Pointing records:
§ §
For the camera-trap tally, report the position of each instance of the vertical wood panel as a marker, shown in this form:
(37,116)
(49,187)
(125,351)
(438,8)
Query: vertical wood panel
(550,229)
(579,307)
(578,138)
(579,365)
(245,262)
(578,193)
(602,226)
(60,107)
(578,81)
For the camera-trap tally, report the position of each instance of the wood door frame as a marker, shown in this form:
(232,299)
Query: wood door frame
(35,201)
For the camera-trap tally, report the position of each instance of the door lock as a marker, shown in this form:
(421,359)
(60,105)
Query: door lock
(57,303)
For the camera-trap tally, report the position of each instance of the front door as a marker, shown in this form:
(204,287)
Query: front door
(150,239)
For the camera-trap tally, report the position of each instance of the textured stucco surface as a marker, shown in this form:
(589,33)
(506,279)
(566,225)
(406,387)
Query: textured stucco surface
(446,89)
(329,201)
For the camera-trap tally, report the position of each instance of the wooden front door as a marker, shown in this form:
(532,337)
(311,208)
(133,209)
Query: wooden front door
§ §
- _Set task_
Quote every record above exactly.

- _Response for this exercise_
For the camera-trap tally, report the position of each instance of the vertical wood panel as a marker, shown in this form:
(37,116)
(49,187)
(125,351)
(438,8)
Query: vertical wood panel
(550,229)
(579,307)
(578,138)
(579,365)
(245,262)
(578,193)
(602,226)
(60,107)
(578,81)
For the camera-trap tally, report the position of each instance of the wood door frame as a marker, shown in this form:
(232,299)
Query: wood door frame
(35,201)
For the camera-trap tally, report the position of each instance of the door lock as a marker, shown in this form:
(421,359)
(60,105)
Query: door lock
(57,303)
For the camera-trap tally, report the position of each instance of the front door as a marker, shown in this form:
(204,287)
Query: front door
(150,239)
For the camera-trap tally, report the position of each instance of the textured stucco surface as a marker, shown in this form:
(589,33)
(506,279)
(566,225)
(406,387)
Query: textured stucco surface
(446,89)
(329,201)
For the camera-trap tally, report the position of each instance of the wooden front door as a marker, shown in this form:
(532,337)
(311,208)
(133,209)
Query: wooden front door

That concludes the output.